------ EXTRACTED MATERIAL
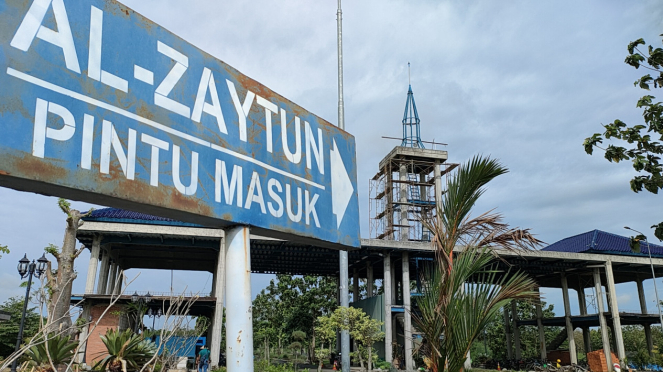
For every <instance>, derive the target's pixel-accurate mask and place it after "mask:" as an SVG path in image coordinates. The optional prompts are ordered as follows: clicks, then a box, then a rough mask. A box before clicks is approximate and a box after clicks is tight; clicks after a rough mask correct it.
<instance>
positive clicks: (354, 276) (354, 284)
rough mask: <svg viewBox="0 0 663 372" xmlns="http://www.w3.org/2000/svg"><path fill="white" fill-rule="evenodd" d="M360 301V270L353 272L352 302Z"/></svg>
mask: <svg viewBox="0 0 663 372" xmlns="http://www.w3.org/2000/svg"><path fill="white" fill-rule="evenodd" d="M357 301H359V269H357V268H356V267H355V268H354V269H353V270H352V302H357Z"/></svg>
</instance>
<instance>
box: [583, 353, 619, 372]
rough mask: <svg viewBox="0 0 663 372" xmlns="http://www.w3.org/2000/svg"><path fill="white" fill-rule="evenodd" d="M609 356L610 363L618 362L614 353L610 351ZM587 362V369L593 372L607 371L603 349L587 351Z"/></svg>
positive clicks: (606, 365) (605, 361)
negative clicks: (590, 369) (612, 352)
mask: <svg viewBox="0 0 663 372" xmlns="http://www.w3.org/2000/svg"><path fill="white" fill-rule="evenodd" d="M610 357H611V358H612V363H619V359H617V356H616V355H615V353H612V352H611V353H610ZM587 364H589V369H591V370H592V371H593V372H608V370H609V369H608V364H607V363H606V360H605V353H604V352H603V349H601V350H596V351H592V352H591V353H587Z"/></svg>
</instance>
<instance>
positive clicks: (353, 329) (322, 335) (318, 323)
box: [316, 307, 384, 371]
mask: <svg viewBox="0 0 663 372" xmlns="http://www.w3.org/2000/svg"><path fill="white" fill-rule="evenodd" d="M317 323H318V326H317V327H316V329H317V330H319V332H322V336H321V337H323V339H324V340H325V341H329V342H330V343H331V342H332V341H333V340H335V338H336V332H338V331H341V330H347V331H348V332H349V333H350V337H352V339H353V341H354V346H355V347H354V348H355V350H356V351H355V352H354V355H355V356H356V358H357V360H358V361H359V364H360V366H361V368H362V369H364V358H366V359H367V360H368V367H367V370H368V371H371V370H372V361H373V344H375V342H377V341H380V340H382V339H383V338H384V332H382V330H381V328H382V324H383V323H382V322H380V321H377V320H375V319H371V317H369V316H368V315H367V314H366V313H365V312H364V311H363V310H362V309H359V308H355V307H349V308H343V307H339V308H336V310H334V312H333V313H332V314H330V315H329V316H323V317H319V318H318V322H317ZM328 352H329V353H331V347H330V350H329V351H327V350H324V341H323V342H322V345H321V349H320V350H319V354H320V355H321V356H320V357H319V358H323V357H326V358H328V357H329V354H328ZM316 354H317V353H316ZM320 368H322V359H321V360H320V364H319V368H318V370H320Z"/></svg>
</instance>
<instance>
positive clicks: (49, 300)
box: [46, 199, 87, 332]
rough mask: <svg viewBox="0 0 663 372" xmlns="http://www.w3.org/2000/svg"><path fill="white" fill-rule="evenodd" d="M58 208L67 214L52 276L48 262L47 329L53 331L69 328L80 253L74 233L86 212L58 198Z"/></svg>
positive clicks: (75, 231) (74, 234)
mask: <svg viewBox="0 0 663 372" xmlns="http://www.w3.org/2000/svg"><path fill="white" fill-rule="evenodd" d="M59 204H60V208H61V209H62V211H63V212H65V213H66V214H67V227H66V229H65V232H64V241H63V243H62V249H61V250H60V252H53V255H54V256H55V258H56V259H57V262H58V269H57V274H56V275H55V276H53V274H52V271H51V265H50V262H49V264H48V271H47V273H46V274H47V276H48V287H49V289H50V298H49V301H48V323H47V324H48V330H49V332H54V331H57V330H59V329H62V328H71V325H72V323H71V316H70V315H69V307H70V303H71V286H72V283H73V282H74V279H76V272H75V271H74V260H75V259H76V257H78V255H80V253H81V251H82V248H81V249H80V250H78V251H77V250H76V234H77V232H78V228H79V227H80V226H81V225H82V224H83V221H82V220H81V217H85V216H86V215H87V213H81V212H79V211H77V210H75V209H69V206H68V203H66V201H63V200H62V199H60V201H59Z"/></svg>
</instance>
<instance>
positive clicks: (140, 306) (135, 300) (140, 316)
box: [131, 292, 152, 333]
mask: <svg viewBox="0 0 663 372" xmlns="http://www.w3.org/2000/svg"><path fill="white" fill-rule="evenodd" d="M131 302H133V303H135V304H138V315H137V316H136V325H135V326H134V332H135V333H138V323H139V322H140V323H142V322H143V320H142V319H141V318H142V316H143V305H144V304H149V303H150V302H152V295H151V294H150V292H147V294H146V295H145V296H141V295H139V294H138V292H134V294H132V295H131Z"/></svg>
------------
• _TASK TO COMPLETE_
Report each line of the material above that contains the string "clicks", treating uppercase and lowercase as different.

• _WRITTEN ANSWER_
For every <instance>, derive the target's pixel-accurate mask and place it after "mask:" as an SVG path in image coordinates. The optional prompts are ordered as follows: clicks, then a box, then a rough mask. A box before clicks is approximate and a box after clicks is tight; clicks after a rough mask correct it.
positive clicks: (354, 276) (354, 284)
positive clicks: (606, 365) (605, 361)
negative clicks: (590, 369) (612, 352)
positive clicks: (353, 329) (322, 335) (318, 323)
positive clicks: (49, 300)
positive clicks: (75, 231) (74, 234)
positive clicks: (140, 306) (135, 300) (140, 316)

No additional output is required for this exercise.